→ **DESCRIPTION OF THE TASK**
The line containing "Bet you can't find the sandy" marks the start; repeat it and every following line exactly through the end of the entries.
###
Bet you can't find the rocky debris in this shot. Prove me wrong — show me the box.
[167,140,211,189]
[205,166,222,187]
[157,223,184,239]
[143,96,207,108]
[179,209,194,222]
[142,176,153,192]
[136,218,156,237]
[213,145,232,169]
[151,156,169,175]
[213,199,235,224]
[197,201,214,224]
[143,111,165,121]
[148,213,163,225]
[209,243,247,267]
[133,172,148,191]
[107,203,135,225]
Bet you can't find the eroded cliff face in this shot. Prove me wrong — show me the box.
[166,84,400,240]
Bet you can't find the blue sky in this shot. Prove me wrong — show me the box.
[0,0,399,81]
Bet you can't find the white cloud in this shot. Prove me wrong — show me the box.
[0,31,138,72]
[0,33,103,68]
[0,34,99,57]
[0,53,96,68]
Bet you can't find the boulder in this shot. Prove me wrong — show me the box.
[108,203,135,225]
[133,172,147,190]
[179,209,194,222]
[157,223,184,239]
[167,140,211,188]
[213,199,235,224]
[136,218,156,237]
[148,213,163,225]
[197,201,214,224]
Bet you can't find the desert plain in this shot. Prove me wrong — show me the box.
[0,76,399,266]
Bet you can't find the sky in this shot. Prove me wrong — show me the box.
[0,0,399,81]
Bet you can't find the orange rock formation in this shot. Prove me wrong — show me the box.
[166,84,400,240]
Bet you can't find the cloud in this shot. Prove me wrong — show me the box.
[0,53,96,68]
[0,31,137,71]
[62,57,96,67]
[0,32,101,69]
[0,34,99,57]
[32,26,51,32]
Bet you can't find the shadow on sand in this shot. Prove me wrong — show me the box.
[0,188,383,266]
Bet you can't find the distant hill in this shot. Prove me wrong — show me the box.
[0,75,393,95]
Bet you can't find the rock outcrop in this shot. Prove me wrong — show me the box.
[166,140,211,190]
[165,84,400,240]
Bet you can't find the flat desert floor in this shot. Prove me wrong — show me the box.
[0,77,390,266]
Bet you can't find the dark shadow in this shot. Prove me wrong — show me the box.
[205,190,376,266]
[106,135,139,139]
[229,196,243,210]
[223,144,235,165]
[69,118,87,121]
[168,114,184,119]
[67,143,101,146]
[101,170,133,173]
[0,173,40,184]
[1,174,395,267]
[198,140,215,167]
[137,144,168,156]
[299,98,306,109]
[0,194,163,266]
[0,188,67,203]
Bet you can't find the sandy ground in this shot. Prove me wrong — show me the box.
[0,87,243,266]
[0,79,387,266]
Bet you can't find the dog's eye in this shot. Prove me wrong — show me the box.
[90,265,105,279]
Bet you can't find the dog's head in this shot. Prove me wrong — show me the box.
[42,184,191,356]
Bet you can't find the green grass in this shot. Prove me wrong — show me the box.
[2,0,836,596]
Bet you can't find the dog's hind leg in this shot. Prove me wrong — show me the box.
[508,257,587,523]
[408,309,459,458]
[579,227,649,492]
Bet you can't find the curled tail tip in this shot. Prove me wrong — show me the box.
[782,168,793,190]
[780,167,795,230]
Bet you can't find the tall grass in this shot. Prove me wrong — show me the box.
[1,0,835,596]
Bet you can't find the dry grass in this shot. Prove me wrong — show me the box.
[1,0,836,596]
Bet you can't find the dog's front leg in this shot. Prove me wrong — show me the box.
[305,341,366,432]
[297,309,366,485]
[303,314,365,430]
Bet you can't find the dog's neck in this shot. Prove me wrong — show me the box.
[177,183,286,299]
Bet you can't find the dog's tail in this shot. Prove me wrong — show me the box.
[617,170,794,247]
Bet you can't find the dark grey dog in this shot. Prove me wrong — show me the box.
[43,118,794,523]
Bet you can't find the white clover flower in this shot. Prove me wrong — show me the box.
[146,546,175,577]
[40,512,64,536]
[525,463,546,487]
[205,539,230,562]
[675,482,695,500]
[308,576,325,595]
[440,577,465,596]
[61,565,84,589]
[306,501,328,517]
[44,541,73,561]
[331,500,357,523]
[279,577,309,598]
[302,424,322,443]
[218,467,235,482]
###
→ **OUTPUT BELOW**
Bet you can't find the sandy ground in this shot. Prove me wrong — show me the box.
[0,87,243,266]
[0,79,387,266]
Bet you can't find the dog's eye in this shot. Prove me wrong — show me the box.
[90,265,105,279]
Bet you can't find the dog's head in this shot. Prove me wrong — show me the box.
[42,184,191,356]
Bet you can't find the green grass in this shot. Prove me wrong — show me the box.
[2,0,836,596]
Bet you can't find the dog's hind leg in this shot. Prove me wrong — show me the box.
[508,257,587,523]
[408,309,459,458]
[579,227,649,492]
Bet you can't find the curled tail tip in this shot. Prove me wrong — show me the box.
[782,168,793,190]
[780,167,795,230]
Bet you can't find the tall grass in this shot. Prove me wrong — show me the box.
[1,0,835,596]
Bet you can't find the dry grass in this shot. Prove me wrong — show me the box.
[1,0,836,596]
Bet you can't find the dog's front leg in this shot. Prove me wrong — show me the box.
[305,341,366,432]
[297,309,366,485]
[303,314,365,430]
Bet you can't find the dog's neck in this shot. Prove me wrong — show me the box.
[177,183,286,299]
Bet you can't find the dog's tail in this shot. Prove me wrong — show me the box.
[617,170,794,247]
Bet you can't find the dark grey dog in this shot. Prove me wrong — show me the box.
[43,118,794,523]
Bet you can't find the white clover flower in this shot. Prove me wrong — show me the box.
[146,546,175,577]
[40,512,64,536]
[525,463,546,487]
[205,539,230,562]
[675,482,695,500]
[308,576,325,595]
[440,577,465,596]
[61,565,84,589]
[306,501,328,517]
[44,541,73,561]
[331,500,357,523]
[279,577,309,598]
[302,424,322,443]
[218,467,235,482]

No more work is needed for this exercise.